### THE PROBLEM
Without the pictures, output all of the data exactly.

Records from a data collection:
- Opening Delimiter -

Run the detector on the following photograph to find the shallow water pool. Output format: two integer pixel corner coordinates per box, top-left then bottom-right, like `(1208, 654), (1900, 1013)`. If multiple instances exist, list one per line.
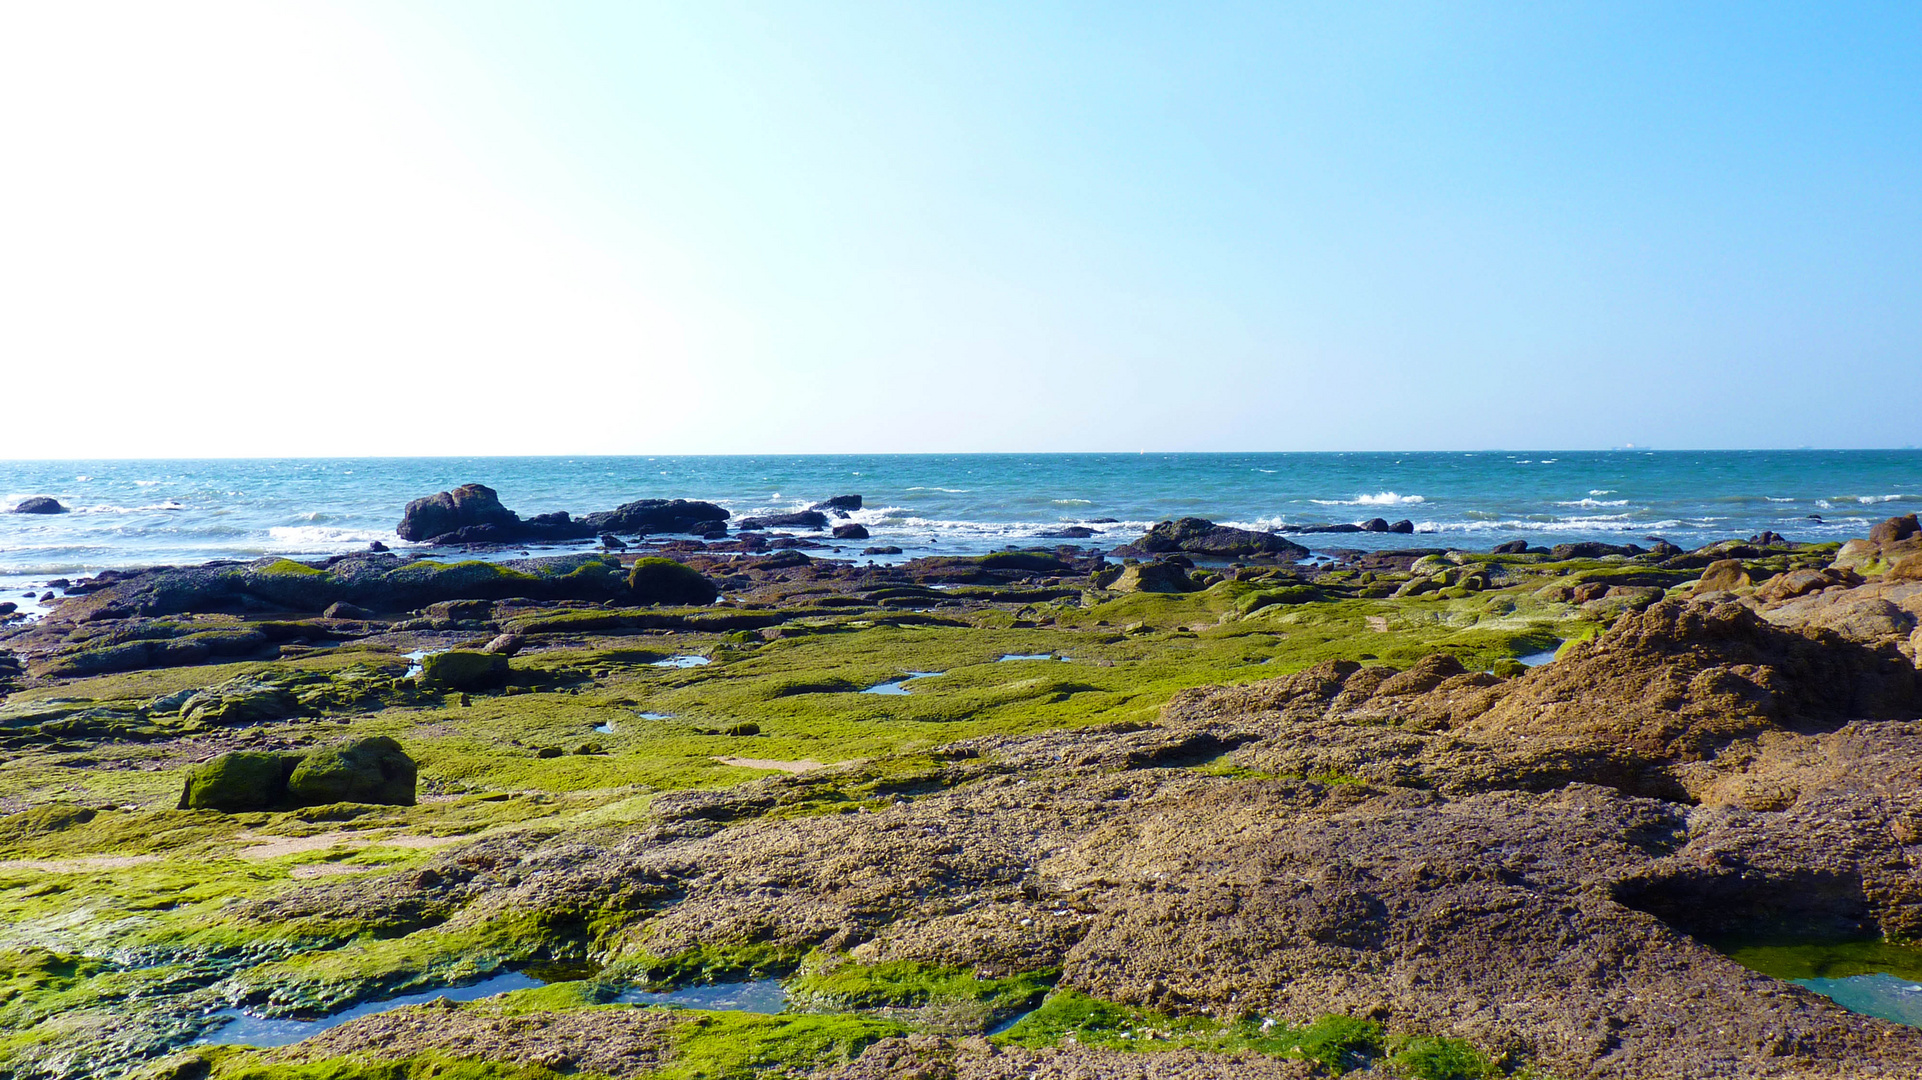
(861, 672), (943, 695)
(650, 655), (710, 669)
(197, 971), (542, 1047)
(615, 979), (786, 1013)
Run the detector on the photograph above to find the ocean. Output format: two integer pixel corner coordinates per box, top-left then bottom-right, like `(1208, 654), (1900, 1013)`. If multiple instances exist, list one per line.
(3, 451), (1918, 610)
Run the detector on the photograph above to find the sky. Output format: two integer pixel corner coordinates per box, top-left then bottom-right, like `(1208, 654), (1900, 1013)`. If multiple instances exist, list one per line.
(2, 1), (1919, 457)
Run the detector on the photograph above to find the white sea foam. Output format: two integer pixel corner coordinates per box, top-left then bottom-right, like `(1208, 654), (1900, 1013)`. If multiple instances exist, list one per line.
(906, 487), (973, 494)
(1854, 494), (1913, 504)
(72, 501), (187, 514)
(266, 525), (405, 550)
(1556, 499), (1629, 508)
(1589, 489), (1616, 496)
(1310, 492), (1425, 507)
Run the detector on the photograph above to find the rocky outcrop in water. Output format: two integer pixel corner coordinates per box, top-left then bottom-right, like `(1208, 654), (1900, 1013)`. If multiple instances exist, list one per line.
(8, 496), (67, 514)
(1126, 518), (1310, 559)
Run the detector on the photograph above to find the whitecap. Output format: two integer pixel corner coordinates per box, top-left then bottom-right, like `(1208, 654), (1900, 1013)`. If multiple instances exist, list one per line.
(1589, 489), (1616, 496)
(1555, 499), (1629, 508)
(266, 526), (404, 549)
(1312, 492), (1425, 507)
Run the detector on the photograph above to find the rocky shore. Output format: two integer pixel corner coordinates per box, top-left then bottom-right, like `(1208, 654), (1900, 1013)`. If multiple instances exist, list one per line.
(1, 490), (1919, 1080)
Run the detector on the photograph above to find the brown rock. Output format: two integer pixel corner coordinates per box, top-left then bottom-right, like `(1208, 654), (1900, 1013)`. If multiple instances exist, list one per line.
(1695, 558), (1751, 593)
(1870, 513), (1921, 545)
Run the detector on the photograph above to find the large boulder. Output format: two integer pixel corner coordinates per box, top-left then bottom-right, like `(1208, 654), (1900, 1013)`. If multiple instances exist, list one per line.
(627, 557), (719, 605)
(286, 736), (416, 807)
(580, 499), (731, 535)
(1108, 561), (1202, 593)
(1133, 518), (1308, 559)
(418, 650), (510, 689)
(1870, 514), (1921, 545)
(831, 523), (870, 540)
(1695, 559), (1752, 593)
(9, 497), (67, 514)
(396, 484), (520, 542)
(737, 511), (830, 532)
(177, 751), (298, 811)
(811, 495), (863, 511)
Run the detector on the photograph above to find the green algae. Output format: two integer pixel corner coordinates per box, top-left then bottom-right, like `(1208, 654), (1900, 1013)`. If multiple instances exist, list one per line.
(0, 550), (1636, 1076)
(785, 954), (1055, 1027)
(655, 1011), (903, 1079)
(1717, 937), (1922, 983)
(995, 989), (1389, 1067)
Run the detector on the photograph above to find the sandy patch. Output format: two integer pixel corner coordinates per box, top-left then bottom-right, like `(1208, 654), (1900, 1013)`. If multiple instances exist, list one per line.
(235, 830), (465, 860)
(290, 863), (375, 879)
(0, 854), (159, 873)
(713, 756), (826, 774)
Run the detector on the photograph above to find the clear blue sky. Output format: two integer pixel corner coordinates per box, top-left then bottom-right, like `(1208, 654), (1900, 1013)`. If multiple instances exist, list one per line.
(3, 2), (1918, 455)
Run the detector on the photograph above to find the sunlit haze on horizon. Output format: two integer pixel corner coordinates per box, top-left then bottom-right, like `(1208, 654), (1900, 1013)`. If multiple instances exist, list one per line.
(2, 1), (1919, 458)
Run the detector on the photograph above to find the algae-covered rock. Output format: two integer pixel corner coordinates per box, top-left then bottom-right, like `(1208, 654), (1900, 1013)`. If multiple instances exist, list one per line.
(1109, 561), (1201, 593)
(627, 557), (718, 605)
(286, 736), (416, 807)
(0, 804), (97, 840)
(177, 751), (297, 811)
(418, 650), (510, 689)
(181, 677), (303, 727)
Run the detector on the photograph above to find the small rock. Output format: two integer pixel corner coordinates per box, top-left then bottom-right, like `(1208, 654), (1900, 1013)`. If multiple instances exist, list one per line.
(832, 523), (870, 540)
(10, 496), (67, 514)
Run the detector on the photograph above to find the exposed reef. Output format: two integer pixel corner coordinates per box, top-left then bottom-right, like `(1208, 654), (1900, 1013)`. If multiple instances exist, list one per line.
(2, 505), (1921, 1079)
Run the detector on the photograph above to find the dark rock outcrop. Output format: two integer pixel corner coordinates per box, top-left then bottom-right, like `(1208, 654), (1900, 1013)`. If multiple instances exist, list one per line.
(9, 497), (67, 514)
(831, 523), (870, 540)
(738, 511), (830, 532)
(811, 495), (863, 511)
(396, 484), (518, 542)
(580, 499), (732, 536)
(1132, 518), (1309, 559)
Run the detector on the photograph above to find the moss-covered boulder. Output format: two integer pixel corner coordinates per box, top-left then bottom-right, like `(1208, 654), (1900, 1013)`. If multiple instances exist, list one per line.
(177, 751), (298, 811)
(286, 736), (416, 807)
(1110, 561), (1202, 593)
(418, 650), (510, 689)
(628, 557), (719, 605)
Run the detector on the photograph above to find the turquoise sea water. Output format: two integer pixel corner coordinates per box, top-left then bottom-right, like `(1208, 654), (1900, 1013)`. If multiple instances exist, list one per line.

- Closing Delimiter -

### RESULT
Run the detector on the following photograph to find the shallow water pool. Output format: two integer pixel corner coordinates per box, top-left then bottom-right, like `(1208, 654), (1900, 1013)`. If multiple instances exist, list one per line.
(861, 672), (943, 695)
(650, 655), (710, 669)
(197, 971), (542, 1047)
(615, 979), (786, 1013)
Run the detector on the photograph above to find the ocean. Output format: two integer pixel corner coordinates per box, top-left then bottom-right, like `(1208, 654), (1900, 1013)`. If multiple instances exist, list one per line.
(3, 451), (1918, 610)
Run the detector on the photograph above to find the sky. Output format: two integer pixel corner coordinates per box, top-left then bottom-right, like `(1208, 654), (1900, 1013)`. If multiple instances exist, list one per line.
(2, 1), (1919, 457)
Run the detector on the photograph above to find the white sea foam. Output format: two integer pixel corner coordinates per box, top-left then bottom-right, like `(1208, 654), (1900, 1013)`. If multiple instances exist, list one per line.
(906, 487), (973, 494)
(1854, 494), (1913, 504)
(72, 501), (187, 514)
(266, 525), (405, 550)
(1556, 499), (1629, 508)
(1589, 489), (1616, 496)
(1310, 492), (1425, 507)
Run the detector on the photograph above to find the rocky outcrop in water. Output format: two integer pixel corner coordinates per box, top-left then bottom-right, like `(1208, 654), (1900, 1013)`. If multiple instances exist, list one per line.
(8, 496), (67, 514)
(1126, 518), (1310, 559)
Run the detector on the photograph above to find the whitecap. Output format: two integer pixel corner coordinates per box, top-left then bottom-right, like `(1208, 654), (1900, 1013)`. If multiple instances exist, list one per line.
(1589, 489), (1616, 496)
(1555, 499), (1629, 508)
(266, 526), (404, 549)
(1312, 492), (1425, 507)
Run the detector on the photograph above to find the rocky shore. Output format: two integer pixel corner coordinates per box, top-left then bottom-right, like `(1208, 654), (1900, 1013)`. If multiple instances exist, list one per line.
(1, 490), (1919, 1080)
Run the detector on the photograph above to find the brown rock. Output format: two integer pixel corner coordinates per box, top-left then bottom-right, like `(1208, 654), (1900, 1013)`. If multiple instances exist, list one per line.
(1695, 558), (1751, 593)
(1870, 513), (1921, 545)
Run the detector on the photograph above to find the large boulder. Output format: two integer pixel corner coordinates per box, top-left then bottom-right, like `(1208, 654), (1900, 1013)`. If multiple instances exist, list one per line.
(627, 557), (719, 605)
(286, 736), (416, 807)
(580, 499), (731, 535)
(1108, 561), (1202, 593)
(1133, 518), (1308, 559)
(418, 650), (510, 689)
(1870, 514), (1921, 545)
(831, 523), (870, 540)
(1695, 559), (1752, 593)
(9, 497), (67, 514)
(396, 484), (520, 542)
(737, 511), (830, 532)
(177, 751), (298, 811)
(811, 495), (863, 511)
Run the detector on the photograph above to find the green algae. Output format: two integer pixel corner coordinates per box, top-left then bottom-right, like `(1208, 654), (1900, 1013)`. If multiple instances exist, list one per line.
(0, 550), (1636, 1076)
(785, 954), (1055, 1027)
(655, 1011), (903, 1079)
(1717, 937), (1922, 983)
(995, 989), (1389, 1067)
Run the detector on the photograph above to find the sandy patch. Output format: two integer pixel corner coordinates per box, top-left then bottom-right, like `(1208, 654), (1900, 1013)`. If multiple instances exist, list one per line.
(235, 830), (465, 860)
(290, 863), (375, 879)
(0, 854), (159, 873)
(713, 756), (826, 774)
Run the detector on the photograph above to find the clear blue sky. Output format: two integer pixel corner coordinates per box, top-left then bottom-right, like `(1208, 654), (1900, 1013)`. If multiple instances exist, list one per line.
(3, 2), (1918, 455)
Run the detector on the photograph above to find the sunlit haze on horizon. Output format: two integer pixel corner coordinates per box, top-left then bottom-right, like `(1208, 654), (1900, 1013)`. If multiple instances exist, list one per line.
(2, 1), (1919, 458)
Run the detector on the photograph above to find the algae-covered rock. Output format: two integer pixel corner coordinates per box, top-left then bottom-right, like `(1208, 654), (1900, 1013)`. If multiple instances exist, list one per line.
(1109, 561), (1201, 593)
(627, 557), (718, 605)
(286, 736), (416, 807)
(0, 804), (97, 840)
(177, 751), (297, 811)
(418, 650), (510, 689)
(181, 677), (303, 727)
Run the detector on the photograph above to find the small rock. Output format: two integer pixel corner coordinates per box, top-left then bottom-right, like `(1208, 654), (1900, 1013)`. If multiple instances exist, list one per line.
(832, 523), (870, 540)
(10, 496), (67, 514)
Run the detector on the photograph above to find the exposed reef. Output format: two integer pixel corner coordinates per box, top-left then bottom-right, like `(1208, 654), (1900, 1013)`. If multiple instances exist, list one per line.
(2, 505), (1921, 1079)
Run the detector on the photograph above to find the dark rock outcrop. Output format: two integer pixel corner coordinates per box, top-left then bottom-right, like `(1208, 654), (1900, 1013)`. If multiple instances exist, list one per line.
(9, 497), (67, 514)
(831, 523), (870, 540)
(738, 511), (830, 532)
(811, 495), (863, 511)
(396, 484), (518, 542)
(580, 499), (732, 536)
(1132, 518), (1309, 559)
Run the detector on the photograph above to find the moss-covered boulder. Output format: two integer pixel corner coordinates per box, top-left then bottom-right, like `(1208, 654), (1900, 1013)`. If multiple instances exist, list one per line.
(177, 751), (298, 811)
(286, 736), (416, 807)
(1110, 561), (1202, 593)
(418, 650), (510, 689)
(628, 557), (719, 605)
Run the detector on the photograph above to find the turquoise sea water. Output format: two integer pixel corner coordinates per box, top-left then bottom-right, like `(1208, 654), (1900, 1013)`. If multiple instances exist, list one per line.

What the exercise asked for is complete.